§ Given task 1:
Switch "bollard" to "post" in the entries, covering everything from the start of the entries down to the line containing "(0, 21), (396, 174)", both ends included, and leave all else unchanged.

We must defeat tyrants to preserve, protect and defend our rights and our environment.
In 1776, British colonists in St. Augustine, Florida burned our Declaration of Independence and (in effigy) John Hancock and John Adams. Our Declaration first recognized the human right to self-government and to alter or abolish dysfunctional forms of government. This angered the British, who still lack a written constitution.
In 2010, British Petroleum’s Deepwater Horizon drilling platform killed eleven employees and emitted a huge oil spill into the Gulf of Mexico. BP has reportedly issued gag orders to Gulf cleanup employees. BP often retaliates against employees, as in Alaska, where Alyeska Pipeline hired Wackenhut to identify and help fire whistleblowers, paying millions in settlement. BP managers must be prosecuted. Whistleblowers everywhere must be protected.
BP’s Gulf of Mexico oil spill is growing – it is now bigger than our Seventh Congressional District, which is poorly represented by lobbyist-loving Rep. John Luigi Mica, an other-directed supporter of offshore oil drilling (and oil drilling in the Everglades National Park), whose brother is Big Oil’s Florida lobbyist and whose children toil for petrochemical interests.

§ Records:
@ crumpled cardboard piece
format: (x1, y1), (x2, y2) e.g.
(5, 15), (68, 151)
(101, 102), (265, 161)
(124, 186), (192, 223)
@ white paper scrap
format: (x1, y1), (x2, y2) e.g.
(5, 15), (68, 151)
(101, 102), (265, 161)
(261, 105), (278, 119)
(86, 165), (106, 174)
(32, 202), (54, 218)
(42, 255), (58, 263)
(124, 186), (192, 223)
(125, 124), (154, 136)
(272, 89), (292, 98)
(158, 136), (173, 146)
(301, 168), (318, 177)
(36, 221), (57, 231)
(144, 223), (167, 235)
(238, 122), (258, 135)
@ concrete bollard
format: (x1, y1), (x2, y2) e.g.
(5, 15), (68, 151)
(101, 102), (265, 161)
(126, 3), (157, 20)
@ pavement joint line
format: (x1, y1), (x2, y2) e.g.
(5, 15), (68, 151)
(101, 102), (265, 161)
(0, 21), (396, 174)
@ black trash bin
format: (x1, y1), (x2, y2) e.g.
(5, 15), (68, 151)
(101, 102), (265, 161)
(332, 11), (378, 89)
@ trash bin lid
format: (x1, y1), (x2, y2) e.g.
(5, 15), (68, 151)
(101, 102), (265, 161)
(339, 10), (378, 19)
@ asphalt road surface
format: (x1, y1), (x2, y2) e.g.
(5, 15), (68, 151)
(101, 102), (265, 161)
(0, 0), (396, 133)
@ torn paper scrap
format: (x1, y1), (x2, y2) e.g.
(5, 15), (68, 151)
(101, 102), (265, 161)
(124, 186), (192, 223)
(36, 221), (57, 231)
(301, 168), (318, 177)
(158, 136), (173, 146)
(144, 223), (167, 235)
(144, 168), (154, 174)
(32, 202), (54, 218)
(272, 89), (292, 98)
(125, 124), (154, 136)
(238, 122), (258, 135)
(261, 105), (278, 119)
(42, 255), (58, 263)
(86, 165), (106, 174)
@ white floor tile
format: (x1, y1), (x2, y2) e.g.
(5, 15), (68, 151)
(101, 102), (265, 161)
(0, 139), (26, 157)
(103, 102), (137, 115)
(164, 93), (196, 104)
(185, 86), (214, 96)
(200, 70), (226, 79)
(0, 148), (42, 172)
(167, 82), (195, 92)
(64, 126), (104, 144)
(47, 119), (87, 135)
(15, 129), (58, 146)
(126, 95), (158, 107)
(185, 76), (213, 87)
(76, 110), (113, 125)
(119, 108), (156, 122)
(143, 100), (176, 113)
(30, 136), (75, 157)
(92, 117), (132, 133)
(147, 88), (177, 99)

§ Given task 2:
Carry on the commentary about BP's Gulf of Mexico oil spill from its last sentence onward.

§ Written answer 1:
@ crumpled cardboard piece
format: (x1, y1), (x2, y2) e.g.
(5, 15), (68, 151)
(101, 102), (265, 161)
(124, 186), (192, 223)
@ white paper scrap
format: (x1, y1), (x2, y2) e.g.
(5, 15), (68, 151)
(101, 102), (265, 161)
(261, 105), (278, 119)
(86, 165), (106, 174)
(32, 202), (54, 218)
(42, 255), (58, 263)
(124, 186), (192, 223)
(125, 124), (154, 136)
(272, 89), (292, 98)
(158, 136), (173, 146)
(301, 168), (318, 177)
(36, 221), (57, 231)
(144, 223), (167, 235)
(238, 122), (258, 135)
@ concrete post
format: (x1, y1), (x2, y2) e.g.
(5, 15), (68, 151)
(101, 102), (265, 161)
(126, 3), (157, 20)
@ pavement joint line
format: (x1, y1), (x2, y2) e.g.
(5, 15), (68, 151)
(101, 102), (265, 161)
(0, 21), (396, 174)

§ Written answer 2:
To save our state’s environment and tourism economy, Florida deserves an “emerald necklace" of new national seashores and parks, including one in St. Augustine. Destroyed wetlands everywhere must be restored – including more than 106,000 acres of Florida wetlands the St. Petersburg Times found were destroyed since 1991, when the first President Bush declared “no net destruction of wetlands.”
In 2010, St. Johns County Administrator Michael Wanchik wrongfully suspended Amphitheatre Manager Ryan Dettra only three days after Mr. Dettra wrote an E-mail to Wanchik, four other county employees and the Record, concerned about alleged government waste and wrongdoing.
That suspension cannot stand. Insecure government officials too often violate First Amendment rights of employees and citizens alike. Everyone needs to adopt strong whistleblower protections, like those adopted by the Anastasia Mosquito Control District of St. Johns County last year.
The First Amendment, in its majesty, protects the rights of government employees to speak truth to power. Dettra’s E-mail went to government managers (protected by Florida’s whistleblower law) and also went to Margo Pope, Record Opinion Editor (protected by the First Amendment).
Local officials long expected that their employees would never speak or attend commission meetings without permission, thinking it “bad form” to speak out. The state constitutions of Tennessee, North Carolina and New Hampshire state that “The doctrine of nonresistance against arbitrary power, and oppression, is absurd, slavish, and destructive of the good and happiness of mankind.” I agree. Employers that treat employees as if they were robots or slaves are all of those things. They’re wrong.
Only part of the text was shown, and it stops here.